▶ _SET PROBLEM_
Transcribe only the part of the listing below that begins at the line containing "Expected: the pointer indicates a point on the tree" and runs to its final line, keeping both ends.

[Dataset excerpt]
-------
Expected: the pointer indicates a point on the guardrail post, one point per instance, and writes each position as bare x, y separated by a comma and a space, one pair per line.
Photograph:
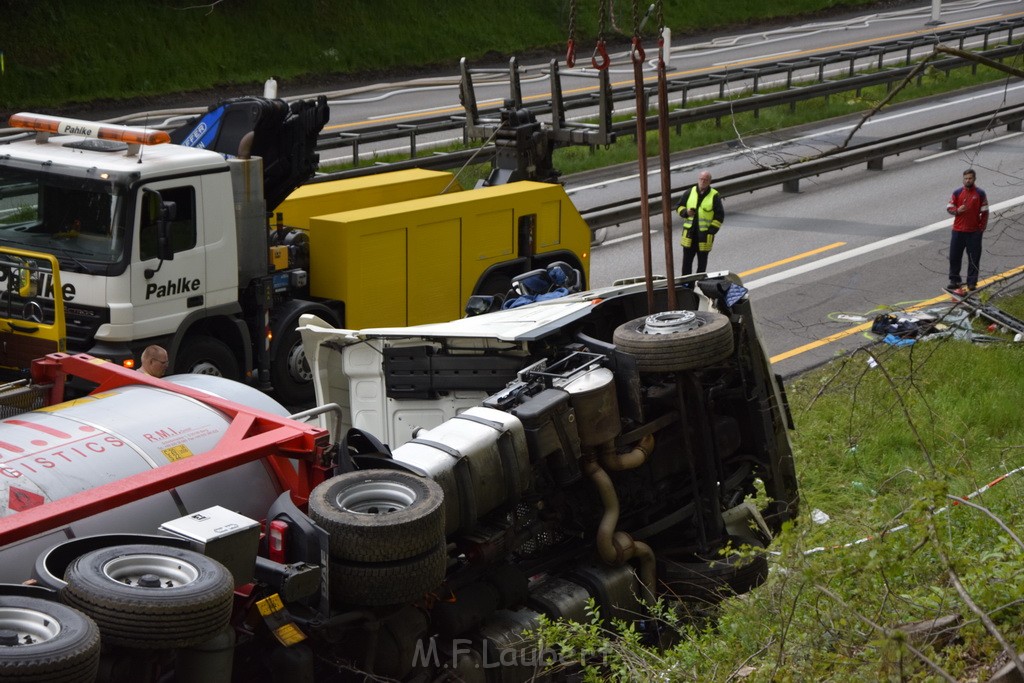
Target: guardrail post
412, 137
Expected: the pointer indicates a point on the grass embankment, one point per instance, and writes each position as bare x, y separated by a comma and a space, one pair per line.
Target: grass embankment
55, 53
889, 441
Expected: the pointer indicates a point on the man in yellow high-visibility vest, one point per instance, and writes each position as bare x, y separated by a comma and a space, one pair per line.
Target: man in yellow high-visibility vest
702, 213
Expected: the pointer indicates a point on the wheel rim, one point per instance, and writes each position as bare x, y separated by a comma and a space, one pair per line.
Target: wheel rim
376, 498
19, 627
670, 322
298, 367
205, 368
151, 571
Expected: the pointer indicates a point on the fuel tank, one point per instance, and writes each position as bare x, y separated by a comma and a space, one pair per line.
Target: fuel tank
70, 447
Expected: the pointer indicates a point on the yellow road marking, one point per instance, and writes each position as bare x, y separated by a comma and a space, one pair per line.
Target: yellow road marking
677, 74
813, 252
867, 326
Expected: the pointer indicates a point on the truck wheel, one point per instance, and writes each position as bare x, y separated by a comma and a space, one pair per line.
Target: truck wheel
46, 641
712, 579
388, 583
676, 340
290, 373
153, 597
206, 355
379, 515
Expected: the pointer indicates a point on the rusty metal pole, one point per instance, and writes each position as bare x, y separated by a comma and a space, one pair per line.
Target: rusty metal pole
663, 138
637, 55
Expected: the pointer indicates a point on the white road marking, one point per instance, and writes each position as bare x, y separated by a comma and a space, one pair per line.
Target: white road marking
866, 249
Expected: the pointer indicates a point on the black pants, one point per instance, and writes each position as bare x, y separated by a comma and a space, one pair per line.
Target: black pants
971, 243
688, 254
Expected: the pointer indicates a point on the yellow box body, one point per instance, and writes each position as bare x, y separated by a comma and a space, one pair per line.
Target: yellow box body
279, 258
323, 198
419, 261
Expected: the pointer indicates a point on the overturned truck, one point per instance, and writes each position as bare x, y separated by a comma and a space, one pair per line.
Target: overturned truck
461, 480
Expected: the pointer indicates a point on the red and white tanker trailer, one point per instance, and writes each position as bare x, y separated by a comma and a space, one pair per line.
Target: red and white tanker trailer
456, 482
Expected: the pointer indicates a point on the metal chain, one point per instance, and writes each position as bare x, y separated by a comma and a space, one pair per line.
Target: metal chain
570, 48
572, 12
600, 59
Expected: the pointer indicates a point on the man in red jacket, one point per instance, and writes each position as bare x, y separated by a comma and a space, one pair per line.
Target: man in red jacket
969, 206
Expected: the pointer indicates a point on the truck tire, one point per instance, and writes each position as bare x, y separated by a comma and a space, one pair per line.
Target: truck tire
379, 584
290, 372
206, 355
379, 515
151, 597
43, 641
708, 342
712, 579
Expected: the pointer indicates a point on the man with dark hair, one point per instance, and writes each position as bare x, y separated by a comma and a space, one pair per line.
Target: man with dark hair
969, 206
154, 360
702, 213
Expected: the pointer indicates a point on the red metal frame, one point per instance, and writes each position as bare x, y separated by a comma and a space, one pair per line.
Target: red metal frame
252, 434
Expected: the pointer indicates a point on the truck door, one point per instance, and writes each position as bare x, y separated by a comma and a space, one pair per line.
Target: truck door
164, 293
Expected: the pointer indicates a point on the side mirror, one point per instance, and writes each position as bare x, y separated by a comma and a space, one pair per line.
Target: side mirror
482, 303
165, 249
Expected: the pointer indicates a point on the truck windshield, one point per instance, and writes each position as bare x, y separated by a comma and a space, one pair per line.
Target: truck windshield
78, 220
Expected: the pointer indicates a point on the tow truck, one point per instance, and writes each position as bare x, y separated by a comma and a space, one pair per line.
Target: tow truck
455, 482
214, 246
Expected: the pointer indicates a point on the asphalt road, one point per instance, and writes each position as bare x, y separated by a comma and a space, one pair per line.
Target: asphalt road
850, 244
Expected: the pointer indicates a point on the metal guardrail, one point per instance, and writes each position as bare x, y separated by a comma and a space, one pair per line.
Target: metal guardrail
871, 154
872, 56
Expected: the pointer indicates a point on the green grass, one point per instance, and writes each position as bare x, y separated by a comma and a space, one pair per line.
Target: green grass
878, 447
56, 53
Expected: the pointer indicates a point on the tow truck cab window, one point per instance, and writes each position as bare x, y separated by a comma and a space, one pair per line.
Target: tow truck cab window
182, 226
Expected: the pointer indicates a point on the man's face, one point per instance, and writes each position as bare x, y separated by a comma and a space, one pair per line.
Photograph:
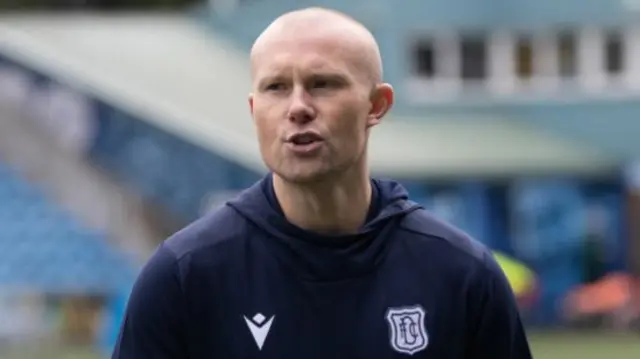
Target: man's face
312, 107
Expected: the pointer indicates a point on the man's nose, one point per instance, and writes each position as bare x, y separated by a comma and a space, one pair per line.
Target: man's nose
301, 111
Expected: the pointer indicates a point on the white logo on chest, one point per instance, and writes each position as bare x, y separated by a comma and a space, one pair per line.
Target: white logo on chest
407, 330
259, 327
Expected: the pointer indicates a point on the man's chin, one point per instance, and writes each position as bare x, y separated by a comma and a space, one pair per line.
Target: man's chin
304, 175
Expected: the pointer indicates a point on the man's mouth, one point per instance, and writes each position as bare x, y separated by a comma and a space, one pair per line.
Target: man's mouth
305, 138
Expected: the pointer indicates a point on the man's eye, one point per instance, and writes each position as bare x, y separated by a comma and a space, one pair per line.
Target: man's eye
275, 87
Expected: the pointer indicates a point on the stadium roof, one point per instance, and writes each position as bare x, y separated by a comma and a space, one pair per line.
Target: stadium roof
169, 71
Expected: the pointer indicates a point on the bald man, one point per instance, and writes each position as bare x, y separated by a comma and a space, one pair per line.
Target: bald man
319, 260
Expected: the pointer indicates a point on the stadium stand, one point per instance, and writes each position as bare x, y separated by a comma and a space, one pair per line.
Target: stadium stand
44, 250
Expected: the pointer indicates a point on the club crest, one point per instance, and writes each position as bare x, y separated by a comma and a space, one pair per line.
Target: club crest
407, 330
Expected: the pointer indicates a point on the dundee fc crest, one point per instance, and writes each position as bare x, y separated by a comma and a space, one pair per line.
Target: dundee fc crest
407, 329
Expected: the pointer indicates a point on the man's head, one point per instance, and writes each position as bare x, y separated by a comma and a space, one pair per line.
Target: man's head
317, 90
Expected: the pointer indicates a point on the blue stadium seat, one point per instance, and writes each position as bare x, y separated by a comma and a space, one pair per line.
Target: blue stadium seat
43, 248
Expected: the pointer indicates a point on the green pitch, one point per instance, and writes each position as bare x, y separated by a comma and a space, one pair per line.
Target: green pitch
605, 345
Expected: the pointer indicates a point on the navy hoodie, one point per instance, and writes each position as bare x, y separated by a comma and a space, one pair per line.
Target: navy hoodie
242, 282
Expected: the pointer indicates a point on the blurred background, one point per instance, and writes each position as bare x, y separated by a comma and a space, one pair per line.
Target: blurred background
122, 121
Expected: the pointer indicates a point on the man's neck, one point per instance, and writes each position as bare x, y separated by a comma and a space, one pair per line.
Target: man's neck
332, 206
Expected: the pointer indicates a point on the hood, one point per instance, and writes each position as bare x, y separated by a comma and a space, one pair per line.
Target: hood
321, 257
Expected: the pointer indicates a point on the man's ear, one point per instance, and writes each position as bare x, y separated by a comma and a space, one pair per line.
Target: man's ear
381, 102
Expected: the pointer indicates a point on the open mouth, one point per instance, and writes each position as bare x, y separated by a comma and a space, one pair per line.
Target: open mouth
305, 138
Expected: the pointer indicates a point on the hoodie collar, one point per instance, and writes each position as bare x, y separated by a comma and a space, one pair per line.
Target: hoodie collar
321, 257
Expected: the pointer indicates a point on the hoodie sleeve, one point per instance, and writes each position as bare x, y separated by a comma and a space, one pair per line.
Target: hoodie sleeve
154, 322
498, 332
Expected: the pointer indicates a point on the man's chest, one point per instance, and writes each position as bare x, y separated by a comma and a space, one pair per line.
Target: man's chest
371, 318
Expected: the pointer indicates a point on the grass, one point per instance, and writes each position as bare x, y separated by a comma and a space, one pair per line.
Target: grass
557, 345
585, 345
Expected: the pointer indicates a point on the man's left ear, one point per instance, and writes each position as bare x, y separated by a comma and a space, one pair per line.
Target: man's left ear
381, 101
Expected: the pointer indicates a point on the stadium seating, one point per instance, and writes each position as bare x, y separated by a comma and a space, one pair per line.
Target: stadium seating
43, 249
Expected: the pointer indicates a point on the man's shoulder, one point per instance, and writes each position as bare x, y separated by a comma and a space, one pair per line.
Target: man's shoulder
440, 238
216, 229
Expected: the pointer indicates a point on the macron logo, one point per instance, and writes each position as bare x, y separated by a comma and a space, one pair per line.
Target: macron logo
259, 327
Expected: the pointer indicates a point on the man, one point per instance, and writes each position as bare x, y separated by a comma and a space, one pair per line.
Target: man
317, 260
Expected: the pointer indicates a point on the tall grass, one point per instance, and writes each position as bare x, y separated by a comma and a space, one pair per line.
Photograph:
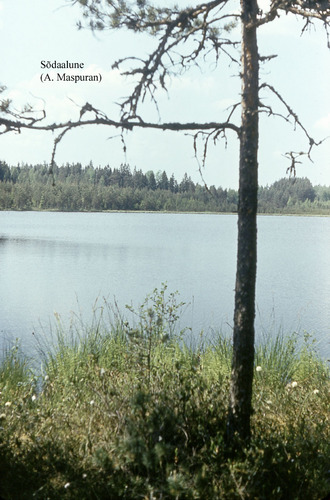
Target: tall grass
125, 409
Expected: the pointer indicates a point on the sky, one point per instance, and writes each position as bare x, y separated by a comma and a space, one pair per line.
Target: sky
39, 30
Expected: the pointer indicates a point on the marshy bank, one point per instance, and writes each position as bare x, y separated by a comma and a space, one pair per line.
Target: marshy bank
127, 409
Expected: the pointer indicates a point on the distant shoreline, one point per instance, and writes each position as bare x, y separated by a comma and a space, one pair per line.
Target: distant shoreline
261, 214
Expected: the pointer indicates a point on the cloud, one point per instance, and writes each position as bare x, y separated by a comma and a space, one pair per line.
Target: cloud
63, 100
323, 123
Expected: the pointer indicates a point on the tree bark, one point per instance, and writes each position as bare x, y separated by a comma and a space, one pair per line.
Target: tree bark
240, 407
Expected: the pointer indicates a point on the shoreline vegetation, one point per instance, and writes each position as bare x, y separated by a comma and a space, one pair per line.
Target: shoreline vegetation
128, 408
102, 189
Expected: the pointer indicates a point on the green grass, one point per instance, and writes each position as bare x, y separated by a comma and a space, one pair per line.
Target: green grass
126, 410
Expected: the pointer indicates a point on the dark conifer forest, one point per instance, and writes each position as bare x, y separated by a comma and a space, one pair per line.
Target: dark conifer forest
74, 187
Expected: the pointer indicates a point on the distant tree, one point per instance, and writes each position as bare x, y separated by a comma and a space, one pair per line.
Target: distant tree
184, 37
163, 183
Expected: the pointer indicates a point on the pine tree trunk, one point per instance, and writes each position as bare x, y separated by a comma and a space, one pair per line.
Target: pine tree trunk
240, 408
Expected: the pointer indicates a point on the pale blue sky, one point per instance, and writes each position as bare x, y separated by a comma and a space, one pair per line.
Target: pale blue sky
45, 30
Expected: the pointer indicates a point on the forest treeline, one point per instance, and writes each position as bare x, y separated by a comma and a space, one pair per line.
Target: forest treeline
78, 188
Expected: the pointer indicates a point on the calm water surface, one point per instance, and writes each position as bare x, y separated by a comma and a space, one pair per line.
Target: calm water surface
62, 262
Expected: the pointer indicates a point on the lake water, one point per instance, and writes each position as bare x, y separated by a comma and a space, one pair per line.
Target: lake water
62, 262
-------
▶ _TASK OUTPUT_
Expected: the pointer indicates a point on the tree bark, one point per instance, and writes each position as bare x, y separated by a comma and a space, one pair per line.
Target: tree bark
240, 407
Expected: the pointer indicates a point on the shoreline vegetation, one point per instance, and writes each position as bare x, y separated by a comma and a space, one pair per line.
Target: shoreline vegetation
128, 408
102, 189
Expected: the pointer indicates a point on the green grass, one point per instance, and writes each position as bare x, y separated by a comma and a space, one pair per line.
Target: green grass
126, 410
Expected: the pointer indicates a point on the dark conifer forest, one point per instance, and writes each position as bare x, y separated by a comma and a space, one pair per line.
Target: dark conifer forest
74, 187
Expected: the pointer indicates a point on the distant tree, one point per instance, and writes each position as bare x, y separated by a comma and a space, one pair per line.
Target: distant tree
184, 37
163, 183
Expected: the pointer indicates a point on the pine tree trunk, one point per instance, and writes each position as bare x, y separated by a comma and a space, one pair per line.
Target: pine tree trunk
240, 408
Expected: the pointer indicates a point on the pale blue sky, one point per instance, and writes each position as bare x, y separated by a comma and a space, one pair per line.
Target: pale blue sky
45, 30
Expected: the pointer indicates a point on the forest treeline, one point per instance, and writes each position as bare x, y separated by a comma and a space, one pair per line.
Target: forest treeline
78, 188
Expected: the pointer indicates a point on the calm water surface, one point per instance, and writes each position as bare x, y separated by a comma and a space, one pair per line.
Target: calm water surface
62, 262
Expected: the pointer indicates a point on the lake water, one point per instance, and writes each position as bare x, y separated by a comma and a space, one pair per line.
Target: lake water
62, 262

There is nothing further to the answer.